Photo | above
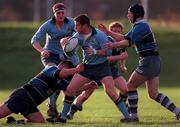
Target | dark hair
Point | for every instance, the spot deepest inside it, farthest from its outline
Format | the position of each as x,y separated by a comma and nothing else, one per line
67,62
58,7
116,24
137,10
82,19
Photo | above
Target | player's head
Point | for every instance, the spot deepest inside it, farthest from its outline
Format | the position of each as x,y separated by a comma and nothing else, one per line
--
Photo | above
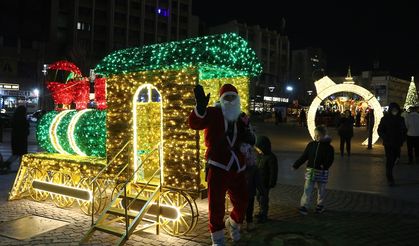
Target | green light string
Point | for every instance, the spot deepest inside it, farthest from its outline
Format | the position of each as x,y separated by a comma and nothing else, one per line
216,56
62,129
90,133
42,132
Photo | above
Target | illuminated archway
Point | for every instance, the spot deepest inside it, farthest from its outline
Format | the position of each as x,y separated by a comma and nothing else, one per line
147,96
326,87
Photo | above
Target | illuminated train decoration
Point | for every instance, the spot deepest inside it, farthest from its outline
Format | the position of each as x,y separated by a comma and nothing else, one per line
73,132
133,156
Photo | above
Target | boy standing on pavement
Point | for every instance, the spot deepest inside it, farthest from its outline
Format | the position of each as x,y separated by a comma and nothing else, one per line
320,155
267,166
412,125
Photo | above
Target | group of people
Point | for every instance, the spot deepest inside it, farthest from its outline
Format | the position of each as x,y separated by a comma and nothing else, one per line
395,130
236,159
--
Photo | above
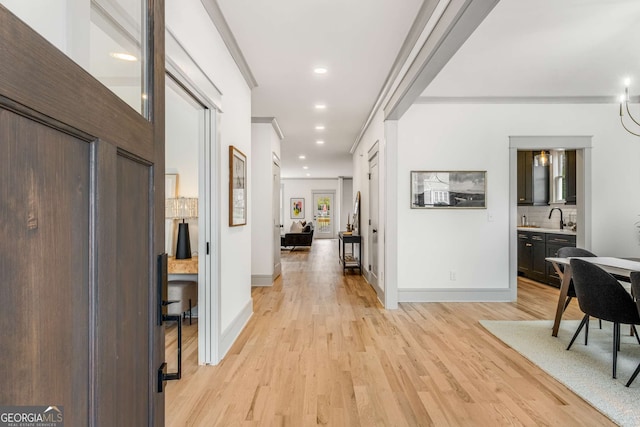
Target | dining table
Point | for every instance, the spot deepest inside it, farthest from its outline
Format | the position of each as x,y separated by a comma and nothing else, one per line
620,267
--
◆ THE PROBLEM ◆
List every line above that contains the word "Target".

◆ THE OUTPUT ◆
Target | dark hair
Target | player's head
Target | green light string
Target | illuminated archway
Target | illuminated train decoration
Target | boy standing on pavement
Target | group of people
Target | dining table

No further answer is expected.